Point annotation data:
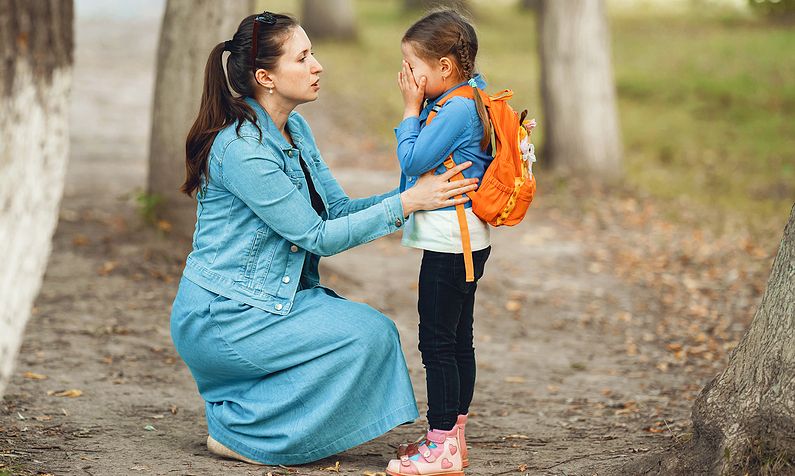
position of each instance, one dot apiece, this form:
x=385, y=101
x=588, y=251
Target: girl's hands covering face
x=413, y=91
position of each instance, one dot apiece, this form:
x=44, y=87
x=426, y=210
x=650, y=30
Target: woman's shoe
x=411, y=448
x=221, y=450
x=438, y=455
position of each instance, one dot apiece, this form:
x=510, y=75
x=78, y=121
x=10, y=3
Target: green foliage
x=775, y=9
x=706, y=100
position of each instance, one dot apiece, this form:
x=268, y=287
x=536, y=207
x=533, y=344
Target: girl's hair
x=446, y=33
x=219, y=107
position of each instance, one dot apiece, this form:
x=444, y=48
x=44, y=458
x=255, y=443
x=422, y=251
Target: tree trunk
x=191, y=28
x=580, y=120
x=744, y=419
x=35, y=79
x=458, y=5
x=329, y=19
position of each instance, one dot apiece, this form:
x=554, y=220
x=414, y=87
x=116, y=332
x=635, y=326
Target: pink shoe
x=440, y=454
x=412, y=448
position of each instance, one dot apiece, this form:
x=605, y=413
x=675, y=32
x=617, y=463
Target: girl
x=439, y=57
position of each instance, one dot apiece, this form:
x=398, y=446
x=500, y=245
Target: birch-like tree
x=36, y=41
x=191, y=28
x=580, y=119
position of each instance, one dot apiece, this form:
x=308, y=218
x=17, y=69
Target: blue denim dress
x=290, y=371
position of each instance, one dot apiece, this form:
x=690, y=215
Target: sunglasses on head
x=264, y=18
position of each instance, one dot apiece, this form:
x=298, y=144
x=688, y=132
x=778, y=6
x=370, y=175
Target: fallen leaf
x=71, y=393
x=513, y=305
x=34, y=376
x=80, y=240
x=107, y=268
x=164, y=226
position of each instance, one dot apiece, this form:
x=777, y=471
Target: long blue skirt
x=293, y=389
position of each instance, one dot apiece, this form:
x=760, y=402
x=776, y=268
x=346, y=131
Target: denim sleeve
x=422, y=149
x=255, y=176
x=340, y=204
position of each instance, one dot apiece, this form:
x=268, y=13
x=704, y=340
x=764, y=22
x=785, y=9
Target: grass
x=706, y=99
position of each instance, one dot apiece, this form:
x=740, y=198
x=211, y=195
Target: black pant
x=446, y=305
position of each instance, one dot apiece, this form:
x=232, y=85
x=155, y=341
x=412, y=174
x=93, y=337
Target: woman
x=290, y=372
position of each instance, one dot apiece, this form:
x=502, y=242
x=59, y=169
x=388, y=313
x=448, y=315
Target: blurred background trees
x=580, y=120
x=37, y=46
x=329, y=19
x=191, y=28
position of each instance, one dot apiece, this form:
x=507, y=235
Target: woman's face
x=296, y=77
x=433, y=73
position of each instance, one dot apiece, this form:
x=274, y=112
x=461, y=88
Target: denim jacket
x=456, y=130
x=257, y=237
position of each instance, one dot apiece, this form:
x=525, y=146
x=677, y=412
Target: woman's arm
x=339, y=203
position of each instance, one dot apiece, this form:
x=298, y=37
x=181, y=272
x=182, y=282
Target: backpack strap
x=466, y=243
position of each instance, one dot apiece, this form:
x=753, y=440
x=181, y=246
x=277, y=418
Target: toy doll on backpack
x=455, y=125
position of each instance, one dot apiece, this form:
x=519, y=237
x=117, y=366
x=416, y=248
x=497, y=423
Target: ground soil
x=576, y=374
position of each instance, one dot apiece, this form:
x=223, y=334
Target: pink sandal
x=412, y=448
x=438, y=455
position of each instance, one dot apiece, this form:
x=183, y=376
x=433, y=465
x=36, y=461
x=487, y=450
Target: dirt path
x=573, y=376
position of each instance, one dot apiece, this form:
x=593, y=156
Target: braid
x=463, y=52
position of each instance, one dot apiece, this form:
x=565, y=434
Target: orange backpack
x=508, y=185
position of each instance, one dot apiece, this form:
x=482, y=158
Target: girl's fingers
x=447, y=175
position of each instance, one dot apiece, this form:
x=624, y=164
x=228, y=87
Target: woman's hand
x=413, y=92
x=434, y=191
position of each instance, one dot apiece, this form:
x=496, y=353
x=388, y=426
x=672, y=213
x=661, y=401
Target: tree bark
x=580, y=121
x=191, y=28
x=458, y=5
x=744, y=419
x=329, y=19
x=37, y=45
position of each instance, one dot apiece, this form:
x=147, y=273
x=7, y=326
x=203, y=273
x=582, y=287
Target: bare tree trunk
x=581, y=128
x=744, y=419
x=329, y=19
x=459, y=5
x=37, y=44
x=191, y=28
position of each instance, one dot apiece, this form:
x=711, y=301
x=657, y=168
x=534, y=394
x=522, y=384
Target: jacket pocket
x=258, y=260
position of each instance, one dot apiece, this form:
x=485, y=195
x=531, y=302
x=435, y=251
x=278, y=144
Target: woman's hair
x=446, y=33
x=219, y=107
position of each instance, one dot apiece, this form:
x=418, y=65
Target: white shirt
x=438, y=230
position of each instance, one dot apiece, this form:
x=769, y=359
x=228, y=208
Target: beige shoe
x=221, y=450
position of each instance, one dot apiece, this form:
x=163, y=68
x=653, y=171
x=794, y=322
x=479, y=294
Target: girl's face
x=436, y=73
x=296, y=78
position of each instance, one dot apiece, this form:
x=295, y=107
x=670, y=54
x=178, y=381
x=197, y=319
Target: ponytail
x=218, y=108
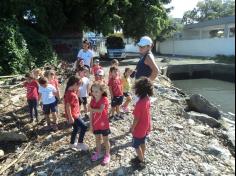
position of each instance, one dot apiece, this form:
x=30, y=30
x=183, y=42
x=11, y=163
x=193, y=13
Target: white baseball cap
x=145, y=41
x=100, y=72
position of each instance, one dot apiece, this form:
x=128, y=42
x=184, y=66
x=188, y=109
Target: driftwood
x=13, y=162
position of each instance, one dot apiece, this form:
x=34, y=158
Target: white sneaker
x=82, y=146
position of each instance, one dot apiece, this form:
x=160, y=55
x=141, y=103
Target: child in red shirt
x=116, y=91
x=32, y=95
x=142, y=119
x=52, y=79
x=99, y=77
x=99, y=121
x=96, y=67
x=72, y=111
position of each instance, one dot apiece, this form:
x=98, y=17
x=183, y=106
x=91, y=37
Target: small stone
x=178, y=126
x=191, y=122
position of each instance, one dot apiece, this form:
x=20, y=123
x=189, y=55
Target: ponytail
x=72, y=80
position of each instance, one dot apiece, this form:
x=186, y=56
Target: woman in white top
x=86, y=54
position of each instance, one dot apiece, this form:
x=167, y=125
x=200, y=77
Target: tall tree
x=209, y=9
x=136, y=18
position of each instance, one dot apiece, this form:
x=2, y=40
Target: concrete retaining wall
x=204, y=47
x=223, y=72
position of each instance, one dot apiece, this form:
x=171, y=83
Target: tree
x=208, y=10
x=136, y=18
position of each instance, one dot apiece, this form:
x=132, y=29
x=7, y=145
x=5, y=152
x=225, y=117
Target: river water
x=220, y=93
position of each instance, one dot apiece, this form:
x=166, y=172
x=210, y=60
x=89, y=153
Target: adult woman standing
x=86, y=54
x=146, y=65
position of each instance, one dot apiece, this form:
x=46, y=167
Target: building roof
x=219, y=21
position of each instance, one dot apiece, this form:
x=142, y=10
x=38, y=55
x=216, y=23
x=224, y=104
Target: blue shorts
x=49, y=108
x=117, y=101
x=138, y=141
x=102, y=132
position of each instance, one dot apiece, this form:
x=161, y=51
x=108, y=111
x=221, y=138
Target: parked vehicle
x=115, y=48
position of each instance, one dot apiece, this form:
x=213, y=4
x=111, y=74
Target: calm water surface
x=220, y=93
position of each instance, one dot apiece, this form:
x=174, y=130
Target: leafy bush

--

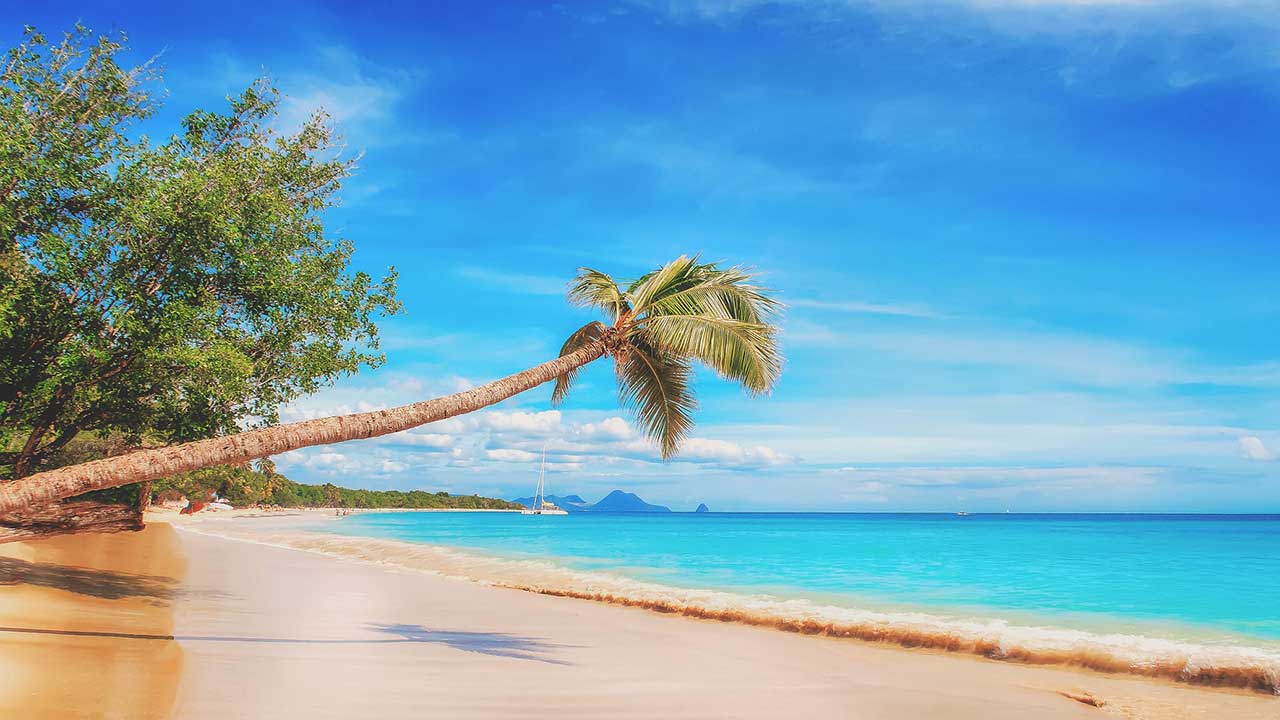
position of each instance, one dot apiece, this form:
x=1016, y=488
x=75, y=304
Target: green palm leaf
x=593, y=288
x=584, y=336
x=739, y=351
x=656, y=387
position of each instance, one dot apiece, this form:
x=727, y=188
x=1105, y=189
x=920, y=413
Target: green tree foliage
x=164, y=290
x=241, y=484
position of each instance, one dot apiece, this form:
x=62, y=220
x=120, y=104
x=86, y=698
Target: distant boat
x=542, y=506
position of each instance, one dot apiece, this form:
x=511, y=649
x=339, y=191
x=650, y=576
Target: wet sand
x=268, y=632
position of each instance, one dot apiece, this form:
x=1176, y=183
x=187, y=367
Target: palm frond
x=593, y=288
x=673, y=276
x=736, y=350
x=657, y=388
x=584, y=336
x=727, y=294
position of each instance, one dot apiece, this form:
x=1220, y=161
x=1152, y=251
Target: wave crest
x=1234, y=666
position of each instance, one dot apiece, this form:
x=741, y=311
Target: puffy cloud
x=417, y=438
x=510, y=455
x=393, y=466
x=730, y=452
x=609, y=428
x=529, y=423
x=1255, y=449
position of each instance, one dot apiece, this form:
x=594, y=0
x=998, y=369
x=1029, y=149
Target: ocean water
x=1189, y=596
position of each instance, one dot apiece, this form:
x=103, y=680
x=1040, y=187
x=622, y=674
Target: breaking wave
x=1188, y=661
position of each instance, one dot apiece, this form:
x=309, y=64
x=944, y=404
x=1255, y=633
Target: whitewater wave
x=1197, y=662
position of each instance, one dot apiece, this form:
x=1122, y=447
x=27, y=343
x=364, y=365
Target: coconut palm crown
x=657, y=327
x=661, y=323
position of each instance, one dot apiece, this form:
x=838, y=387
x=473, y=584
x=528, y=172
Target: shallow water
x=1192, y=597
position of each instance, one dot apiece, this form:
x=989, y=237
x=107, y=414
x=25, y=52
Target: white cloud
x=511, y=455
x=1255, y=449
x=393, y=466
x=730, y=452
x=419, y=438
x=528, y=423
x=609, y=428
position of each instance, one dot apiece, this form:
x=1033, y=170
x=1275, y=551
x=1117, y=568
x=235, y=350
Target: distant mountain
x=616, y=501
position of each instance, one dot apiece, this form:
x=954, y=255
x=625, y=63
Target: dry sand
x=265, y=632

Exercise goal → Tally the lines in the data above that contain the string "jacket", treating uppercase and lowercase as distinct, and give only the resulting number.

Written answer → 2